• Reading passage
==========
#077 Sep/Oct 1994

Shelter Shorts

Rent Control Under Siege By the time you read this, rent control ordinances throughout Massachusetts will have been saved or abolished depending on the result of a statewide referendum that […]

Rent Control Under Siege

By the time you read this, rent control ordinances throughout Massachusetts will have been saved or abolished depending on the result of a statewide referendum that appeared on the November 8th ballot.

If Mass. voters approved Question 9, local rent control laws and rent grievance procedures will be abolished and unrestricted evictions as well as unlimited rent increases would be allowed. The Mass. condo conversion law would be weakened and the rights of communities to choose their own housing programs would be undermined. Over 200,000 tenants would face new risks of eviction and displacement.

Working hard to save rent control is the Save Our Communities Coalition of over twenty diverse groups including the Mass. Tenants Organization, the local chapters of the National Lawyer’s Guild, United Steelworkers Association, the Gray Panthers, the United Auto Workers, the Gay and Lesbian Labor Activists and many civic, political and labor groups. Their activities have been endorsed by the American Association of Retired People, the Mass. Assoc. of CDCs, the Mayors of Boston and Cambridge and Congressman Barney Frank.

If Question 9 was approved, it will have been a testament to the wealth and power of the Mass. real estate industry.


Squatter Groups Makes Gains

Inner City Press/Community on the Move (ICP), a neighborhood group based in the South Bronx – whose efforts were featured in an article in the May/June 1994 issue of Shelterforce – signed separate CRA agreements with First Fidelity Bancorp and Natwest after protesting the bank’s acquisition applications. First Fidelity agreed to lend $5 million a year for three years to residents and businesses in the Bronx and set up a $100,000 microloan fund for very small businesses and affordable housing projects. In addition, First Fidelity agreed to expand the delineation of its service area. Natwest, which also signed a commitment with ICP, agreed to open a branch in the South Bronx, expand its lending area, fund a small-business loan program, and assist low-income families in converting abandoned buildings into affordable housing.

The agreement come as part of ICP’s “second wave” of CRA challenges. Two years ago, ICP challenged the Bank of New York for “its refusal, up to that time, to include the Bronx, Harlem and Brooklyn in its delineation.” In addition to CRA activities, ICP is in the process of setting up a community development loan fund. For more information, contact ICP’s executive director, Matthew Lee, at 718-716-3540.


While Poverty Continues to Grow

A Shelterforce ad seeking donations from readers. On the left there's a photo of a person wearing a red shirt that reads "Because the Rent Can't Wait."

According to the Census Bureau’s annual poverty report, released Oct. 6, poverty in the U.S. rose to 15.1 percent of the population last year, up from 14.8 percent in 1992.  A total of 39.3 million people lived below the 1993 poverty level of $14,763 for a family of four. The current rate is the highest since the 15.2 percent rate in 1983.

The New York Times reported that median household income declined by $300 to $31,241 during 1993, when adjusted for inflation. More than 1 million people in the U.S. dropped below the poverty line during the year. Children, who make up 27 percent of the total population, account for 40 percent of the poor.  Poverty in rural areas was higher at 17.2 percent than in metropolitan areas at 14.6 percent. Blacks had the highest poverty rate at 33.1 percent, compared with 30.6 percent for Latinos, 15.3 percent for Asians and Pacific Islanders and 12.2 percent for whites.
==========
• Source excerpt
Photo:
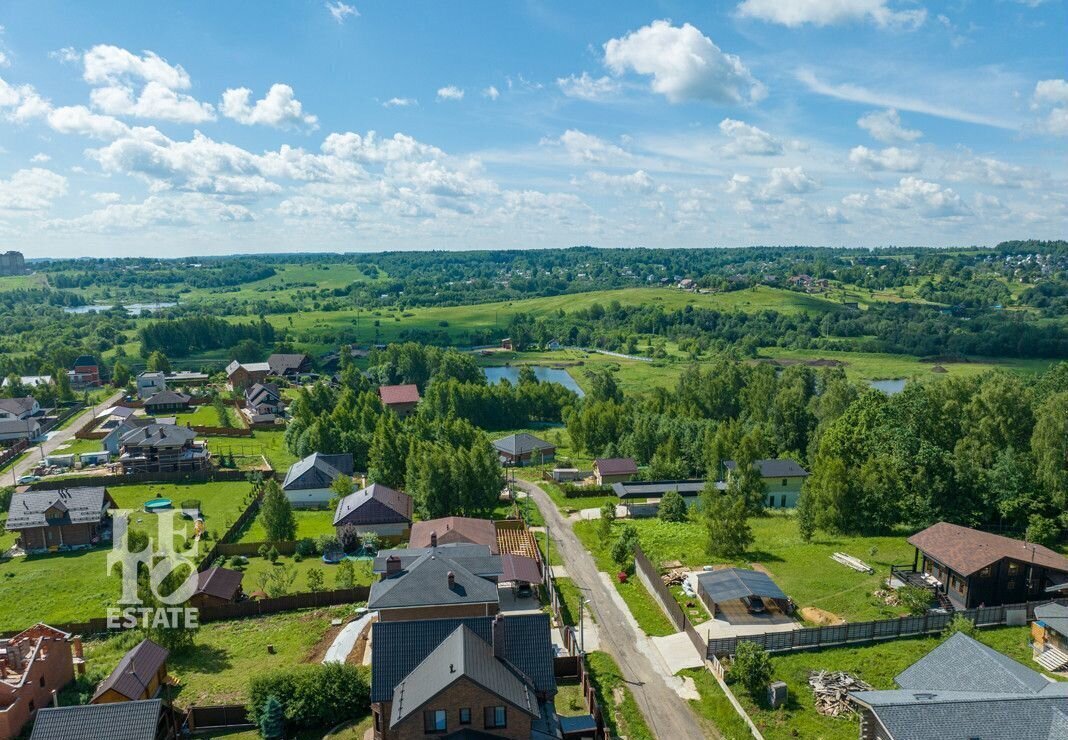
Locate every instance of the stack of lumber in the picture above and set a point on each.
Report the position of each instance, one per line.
==========
In the Shelter Shorts text above, retype everything from "Working hard to" down to "Congressman Barney Frank.".

• Full answer
Working hard to save rent control is the Save Our Communities Coalition of over twenty diverse groups including the Mass. Tenants Organization, the local chapters of the National Lawyer’s Guild, United Steelworkers Association, the Gray Panthers, the United Auto Workers, the Gay and Lesbian Labor Activists and many civic, political and labor groups. Their activities have been endorsed by the American Association of Retired People, the Mass. Assoc. of CDCs, the Mayors of Boston and Cambridge and Congressman Barney Frank.